> [Exercise details]: Reproduce the listing from the line containing "Please examine the image above and identify every fog" through the end of the listing, substituting "ribbed steel" for "corrugated metal" and changing nothing else.

Saved data entries:
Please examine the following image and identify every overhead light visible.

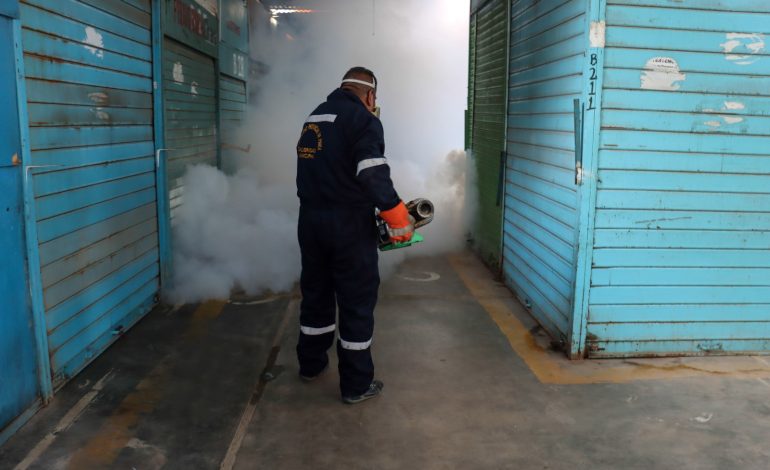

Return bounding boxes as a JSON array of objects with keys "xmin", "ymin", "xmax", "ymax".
[{"xmin": 270, "ymin": 6, "xmax": 315, "ymax": 16}]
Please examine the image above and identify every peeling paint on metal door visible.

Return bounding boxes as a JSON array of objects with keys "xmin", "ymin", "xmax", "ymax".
[
  {"xmin": 163, "ymin": 37, "xmax": 217, "ymax": 226},
  {"xmin": 21, "ymin": 0, "xmax": 159, "ymax": 385},
  {"xmin": 0, "ymin": 9, "xmax": 40, "ymax": 438},
  {"xmin": 469, "ymin": 0, "xmax": 508, "ymax": 269},
  {"xmin": 587, "ymin": 0, "xmax": 770, "ymax": 357},
  {"xmin": 503, "ymin": 0, "xmax": 588, "ymax": 343}
]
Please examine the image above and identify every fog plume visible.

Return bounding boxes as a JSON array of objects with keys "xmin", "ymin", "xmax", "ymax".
[{"xmin": 166, "ymin": 0, "xmax": 475, "ymax": 303}]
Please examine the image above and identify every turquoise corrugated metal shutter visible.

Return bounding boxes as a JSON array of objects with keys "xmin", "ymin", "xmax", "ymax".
[
  {"xmin": 219, "ymin": 75, "xmax": 246, "ymax": 166},
  {"xmin": 163, "ymin": 38, "xmax": 217, "ymax": 223},
  {"xmin": 0, "ymin": 9, "xmax": 42, "ymax": 434},
  {"xmin": 470, "ymin": 0, "xmax": 508, "ymax": 268},
  {"xmin": 503, "ymin": 0, "xmax": 588, "ymax": 342},
  {"xmin": 588, "ymin": 0, "xmax": 770, "ymax": 357},
  {"xmin": 21, "ymin": 0, "xmax": 158, "ymax": 384}
]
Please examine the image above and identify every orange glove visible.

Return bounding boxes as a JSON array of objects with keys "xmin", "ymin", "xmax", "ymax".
[{"xmin": 380, "ymin": 201, "xmax": 414, "ymax": 243}]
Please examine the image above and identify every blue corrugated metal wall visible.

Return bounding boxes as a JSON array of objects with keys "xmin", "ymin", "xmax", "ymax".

> [Answer to the task]:
Please examine the image above and identify every fog plume visible.

Return bounding boxes as a JSON array of objects with keys "xmin", "ymin", "xmax", "ymax".
[{"xmin": 166, "ymin": 0, "xmax": 475, "ymax": 303}]
Please examine the image above and identify every turquoise ribbed steel shutter visible.

Return bounding boxes as a JSON array of objects with keys "xmin", "ymin", "xmax", "ymax".
[
  {"xmin": 219, "ymin": 75, "xmax": 246, "ymax": 166},
  {"xmin": 163, "ymin": 38, "xmax": 217, "ymax": 223},
  {"xmin": 0, "ymin": 9, "xmax": 42, "ymax": 434},
  {"xmin": 470, "ymin": 0, "xmax": 508, "ymax": 268},
  {"xmin": 503, "ymin": 0, "xmax": 588, "ymax": 342},
  {"xmin": 588, "ymin": 0, "xmax": 770, "ymax": 357},
  {"xmin": 21, "ymin": 0, "xmax": 158, "ymax": 384}
]
Please examine the image above and identify every orange glove visible.

Return bounding boxes as a JSON array of objects with keys "xmin", "ymin", "xmax", "ymax".
[{"xmin": 380, "ymin": 201, "xmax": 414, "ymax": 243}]
Please examine the image above and identify every blue ribbed steel wall visible.

Return bounding boxes as a JSON array of objects with keys "xmin", "ymin", "xmax", "ymax".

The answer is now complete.